**PASSAGE PROVIDED**
§

The Company will use best efforts to obtain appropriate approvals or
registrations under state "blue sky" securities laws. With respect to any such
securities, however, Warrants may not be exercised by, or shares of Common Stock
issued to, any Registered Holder in any state in which such exercise would be
unlawful.
(c) The Company shall pay all documentary, stamp or similar taxes and
other governmental charges that may be imposed with respect to the issuance of
Warrants, or the issuance or delivery of any shares of Common Stock upon
exercise of the Warrants; provided, however, that if shares of Common Stock are
to be delivered in a name other than the name of the Registered Holder of the
Warrant Certificate representing any Warrant being exercised, then no such
delivery shall be made unless the person requesting the same has paid to the
Warrant Agent the amount of transfer taxes or charges incident thereto, if any.
(d) The Warrant Agent is hereby irrevocably authorized as the Transfer
Agent to requisition from time to time certificates representing shares of
Common Stock or other securities required upon exercise of the Warrants, and the
Company will comply with all such requisitions.

§

Items drawn from a dataset:
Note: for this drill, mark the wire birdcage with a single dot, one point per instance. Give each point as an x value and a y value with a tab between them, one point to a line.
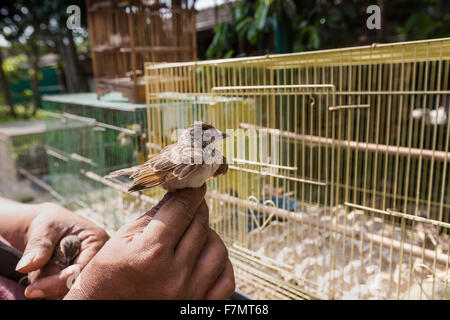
338	185
86	139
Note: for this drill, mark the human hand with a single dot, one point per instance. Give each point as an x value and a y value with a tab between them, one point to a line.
169	253
50	224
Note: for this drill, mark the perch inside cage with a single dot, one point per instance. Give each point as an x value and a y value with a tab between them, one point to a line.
125	34
338	187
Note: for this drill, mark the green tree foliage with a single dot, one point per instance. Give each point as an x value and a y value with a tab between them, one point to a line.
323	24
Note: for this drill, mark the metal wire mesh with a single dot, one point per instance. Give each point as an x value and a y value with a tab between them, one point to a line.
347	195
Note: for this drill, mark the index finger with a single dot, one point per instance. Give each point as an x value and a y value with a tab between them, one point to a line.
175	215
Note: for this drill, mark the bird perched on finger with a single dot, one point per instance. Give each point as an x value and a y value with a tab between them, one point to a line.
67	250
186	164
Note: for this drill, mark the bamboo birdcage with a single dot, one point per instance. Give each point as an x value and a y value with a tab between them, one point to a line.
358	204
124	34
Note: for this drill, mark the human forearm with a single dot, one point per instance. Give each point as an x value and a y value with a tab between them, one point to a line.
15	219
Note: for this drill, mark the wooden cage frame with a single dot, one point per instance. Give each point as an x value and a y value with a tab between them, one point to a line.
125	34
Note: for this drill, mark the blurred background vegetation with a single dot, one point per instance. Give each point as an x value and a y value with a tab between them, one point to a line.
281	26
39	55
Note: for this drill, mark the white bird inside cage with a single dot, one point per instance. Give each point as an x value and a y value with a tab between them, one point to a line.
432	117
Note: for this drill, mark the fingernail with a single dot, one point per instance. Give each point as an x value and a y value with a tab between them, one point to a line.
26	260
34	294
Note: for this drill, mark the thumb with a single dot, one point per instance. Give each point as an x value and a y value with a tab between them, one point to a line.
54	286
42	240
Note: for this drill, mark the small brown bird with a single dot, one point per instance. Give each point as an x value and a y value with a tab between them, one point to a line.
67	250
184	164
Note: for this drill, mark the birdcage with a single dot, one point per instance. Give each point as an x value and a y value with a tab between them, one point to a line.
338	185
124	34
85	139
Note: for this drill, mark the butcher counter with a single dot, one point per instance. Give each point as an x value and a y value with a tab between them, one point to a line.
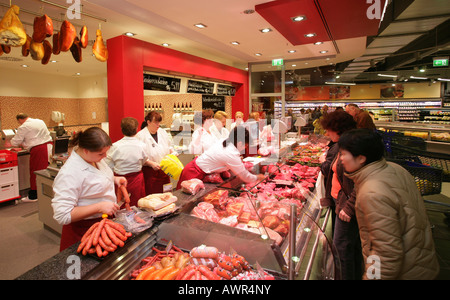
313	257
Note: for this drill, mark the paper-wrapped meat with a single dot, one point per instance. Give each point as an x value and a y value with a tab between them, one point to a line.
12	32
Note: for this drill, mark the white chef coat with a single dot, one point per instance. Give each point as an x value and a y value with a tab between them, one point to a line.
206	140
126	156
156	150
32	132
79	183
218	159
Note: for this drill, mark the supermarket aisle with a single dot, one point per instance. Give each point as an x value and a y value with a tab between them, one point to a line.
25	243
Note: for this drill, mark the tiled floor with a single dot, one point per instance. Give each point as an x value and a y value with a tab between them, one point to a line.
25	243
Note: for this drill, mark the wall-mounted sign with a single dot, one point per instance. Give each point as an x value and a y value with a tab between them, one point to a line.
226	90
440	61
161	83
213	102
277	62
200	87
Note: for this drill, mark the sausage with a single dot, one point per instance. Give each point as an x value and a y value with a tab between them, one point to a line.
144	273
206	252
98	231
223	273
116	226
208	273
105	238
164	272
184	271
171	275
89	231
225	263
112	236
189	274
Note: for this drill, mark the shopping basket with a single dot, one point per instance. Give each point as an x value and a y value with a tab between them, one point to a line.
428	179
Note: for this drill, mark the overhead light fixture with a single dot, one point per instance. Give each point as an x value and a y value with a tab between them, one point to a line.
340	83
415	77
298	18
387	75
200	25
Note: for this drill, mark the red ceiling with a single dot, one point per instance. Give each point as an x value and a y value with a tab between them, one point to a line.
343	19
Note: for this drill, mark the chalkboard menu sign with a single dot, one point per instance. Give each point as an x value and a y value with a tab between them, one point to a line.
200	87
226	90
213	102
161	83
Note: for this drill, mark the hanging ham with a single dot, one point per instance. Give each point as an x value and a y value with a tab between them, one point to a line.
26	46
76	50
83	37
42	28
67	36
99	49
56	44
12	32
37	51
47	52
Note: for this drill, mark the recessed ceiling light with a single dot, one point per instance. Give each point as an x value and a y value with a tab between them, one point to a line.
200	25
298	18
265	30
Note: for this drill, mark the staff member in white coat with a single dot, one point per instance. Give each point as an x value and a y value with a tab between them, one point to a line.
202	137
84	186
158	144
220	157
34	136
126	158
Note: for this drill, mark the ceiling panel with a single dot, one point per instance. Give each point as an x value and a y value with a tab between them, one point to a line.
279	14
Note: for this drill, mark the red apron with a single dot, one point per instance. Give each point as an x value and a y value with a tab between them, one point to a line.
154	180
38	161
191	170
135	186
73	232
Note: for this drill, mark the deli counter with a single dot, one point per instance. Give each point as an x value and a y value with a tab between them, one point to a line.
299	250
437	136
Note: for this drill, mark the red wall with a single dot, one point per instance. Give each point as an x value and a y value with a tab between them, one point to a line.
127	59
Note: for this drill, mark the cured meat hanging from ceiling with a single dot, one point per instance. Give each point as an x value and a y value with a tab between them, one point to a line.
12	34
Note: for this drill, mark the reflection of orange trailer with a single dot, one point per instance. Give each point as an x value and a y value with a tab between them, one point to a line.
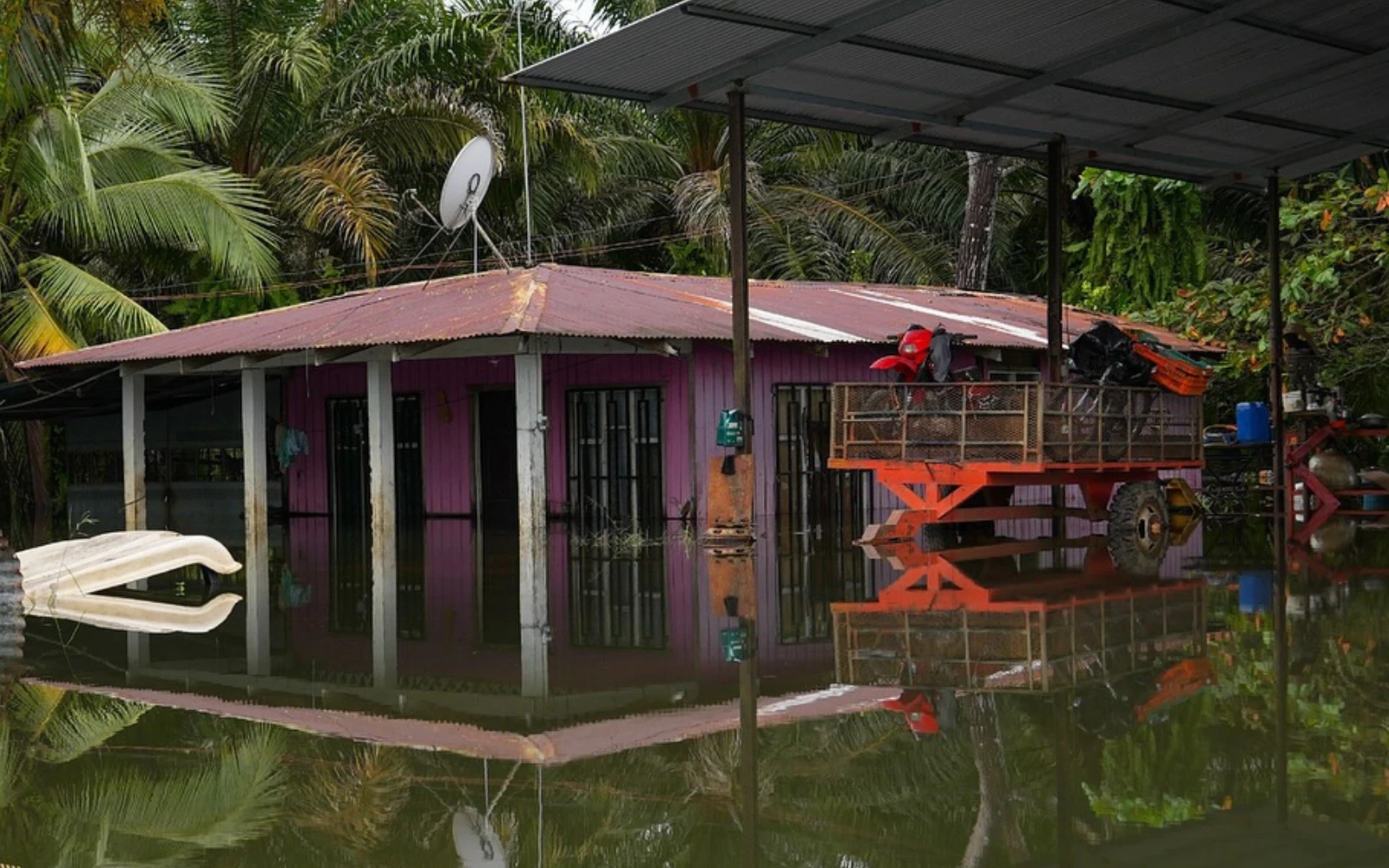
949	622
939	448
1177	684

§

**TASKS TO COMPLETE**
**a)** According to the warrant agreement passage, who must pay the transfer taxes or charges when shares of Common Stock are to be delivered in a name other than that of the Registered Holder?
**b)** Proceed with the warrant agreement passage, continuing it from the point where it stops.
The data have no connection to the warrant agreement passage.

**TASK-BY-TASK RESULTS**
**a)** The person requesting that delivery must pay them to the Warrant Agent.

**b)**
SECTION 5
EXCHANGE AND REGISTRATION OF TRANSFER.
(a) Warrant Certificates may be exchanged for other Warrant Certificates
representing an equal aggregate number of Warrants or may be transferred in
whole or in part. Warrant Certificates to be so exchanged shall be surrendered
to the Warrant Agent at its Corporate Office, and the Company shall execute and
the Warrant's Agent shall countersign, issue and deliver in exchange therefor
the Warrant Certificate or Certificates which the Registered Holder making the
exchange shall be entitled to receive.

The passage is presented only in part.